INSTRUCCIONES>
**a)** Según el fragmento extraído, ¿qué papel cumple el suicidio dentro del relato?
**b)** Cita textualmente el fragmento extraído a partir de las palabras "La última imagen" y detente después de "una distancia arquitectónica.".

FRAGMENTO EXTRAÍDO>

La crítica a la modernidad está implícita en la constatación del fracaso del proyecto brasiliense: las ciudades satélites como espacio del marginado, el olvido de los obreros que construyeron la utopía, la rigidez mortuoria de una ciudad que fue diseñada como avión pero nunca alzó verdaderamente el vuelo. El narrador se reconoce como un reflejo de esa ciudad: hermoso en teoría, disfuncional en la práctica.
Narrador suicida y metaliteratura lúcida
El suicidio, que en otros textos podría ser el clímax, aquí es el punto de partida, el motor narrativo. Pero el verdadero movimiento está en la fallida consumación del acto. Lo que sobrevive después del intento fallido es lo más interesante: un cuerpo magullado, una mirada distorsionada, un sarcasmo más pulido, una voz más amarga. La estructura en espiral permite que el relato regrese a sus obsesiones —la familia, el sexo, la ciudad, la arquitectura, la muerte— una y otra vez, pero siempre desde un ángulo distinto, más corrosivo, más crudo.
La última imagen del avión y el narrador dormido, por fin con el cinturón puesto, marca el reverso de la apertura. No hay redención, no hay revelación. Hay una somnolencia existencial que se asemeja al alivio. Quizás no porque el narrador haya decidido vivir, sino porque ha logrado mirar su propio derrumbe desde una distancia arquitectónica.
Conclusión: La vida como plano fallido
Juan Carlos Trinchet ha escrito un texto inclasificable: a medio camino entre la autoficción, el diario clínico, la crónica de viaje y el ensayo sociopolítico. Un texto que se zambulle en los residuos de la vida con una intensidad inusual en la narrativa en español contemporánea. No es complaciente, no es moralista, no es esperanzador. Pero es profundamente honesto en su desesperación, radical en su forma, y brutalmente lúcido en su crítica a la familia, la arquitectura, la ciudad y el deseo.

ENTRADAS DEL CONJUNTO>
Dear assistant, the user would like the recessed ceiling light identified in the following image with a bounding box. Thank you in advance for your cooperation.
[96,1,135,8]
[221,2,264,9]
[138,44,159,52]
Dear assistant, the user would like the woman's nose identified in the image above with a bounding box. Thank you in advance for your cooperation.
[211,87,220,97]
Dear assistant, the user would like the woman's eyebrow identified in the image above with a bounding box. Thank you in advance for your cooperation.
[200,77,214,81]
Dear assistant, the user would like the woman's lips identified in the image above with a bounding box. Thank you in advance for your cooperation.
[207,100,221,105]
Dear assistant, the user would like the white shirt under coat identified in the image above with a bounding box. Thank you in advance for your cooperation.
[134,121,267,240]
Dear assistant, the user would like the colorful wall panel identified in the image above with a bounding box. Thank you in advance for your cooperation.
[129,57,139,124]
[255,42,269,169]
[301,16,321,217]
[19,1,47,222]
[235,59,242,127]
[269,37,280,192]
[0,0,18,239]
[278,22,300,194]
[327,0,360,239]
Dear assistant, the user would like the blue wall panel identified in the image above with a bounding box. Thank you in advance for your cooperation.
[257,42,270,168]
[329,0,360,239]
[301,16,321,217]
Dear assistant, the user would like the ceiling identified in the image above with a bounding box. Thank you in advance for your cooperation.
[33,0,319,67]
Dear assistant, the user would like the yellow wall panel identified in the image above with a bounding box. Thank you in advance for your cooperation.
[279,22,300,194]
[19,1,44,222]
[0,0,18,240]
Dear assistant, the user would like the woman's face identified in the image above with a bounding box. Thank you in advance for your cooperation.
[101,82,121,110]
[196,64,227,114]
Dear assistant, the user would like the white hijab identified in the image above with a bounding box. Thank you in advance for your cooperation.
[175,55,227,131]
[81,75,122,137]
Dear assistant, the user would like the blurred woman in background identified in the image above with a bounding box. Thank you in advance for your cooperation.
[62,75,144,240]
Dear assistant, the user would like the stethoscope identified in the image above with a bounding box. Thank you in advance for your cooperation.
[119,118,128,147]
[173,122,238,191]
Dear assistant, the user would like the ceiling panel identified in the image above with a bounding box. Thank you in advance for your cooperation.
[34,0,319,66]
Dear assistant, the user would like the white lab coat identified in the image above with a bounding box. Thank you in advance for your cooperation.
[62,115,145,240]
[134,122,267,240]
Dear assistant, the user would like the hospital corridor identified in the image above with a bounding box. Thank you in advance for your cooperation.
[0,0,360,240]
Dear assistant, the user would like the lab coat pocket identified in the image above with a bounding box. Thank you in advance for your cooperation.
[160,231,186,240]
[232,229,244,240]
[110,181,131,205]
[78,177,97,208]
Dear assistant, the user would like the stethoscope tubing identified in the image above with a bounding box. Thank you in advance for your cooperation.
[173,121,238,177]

PROBLEMAS RESUELTOS>
**a)** Es el punto de partida, el motor narrativo.

**b)**
La última imagen del avión y el narrador dormido, por fin con el cinturón puesto, marca el reverso de la apertura. No hay redención, no hay revelación. Hay una somnolencia existencial que se asemeja al alivio. Quizás no porque el narrador haya decidido vivir, sino porque ha logrado mirar su propio derrumbe desde una distancia arquitectónica.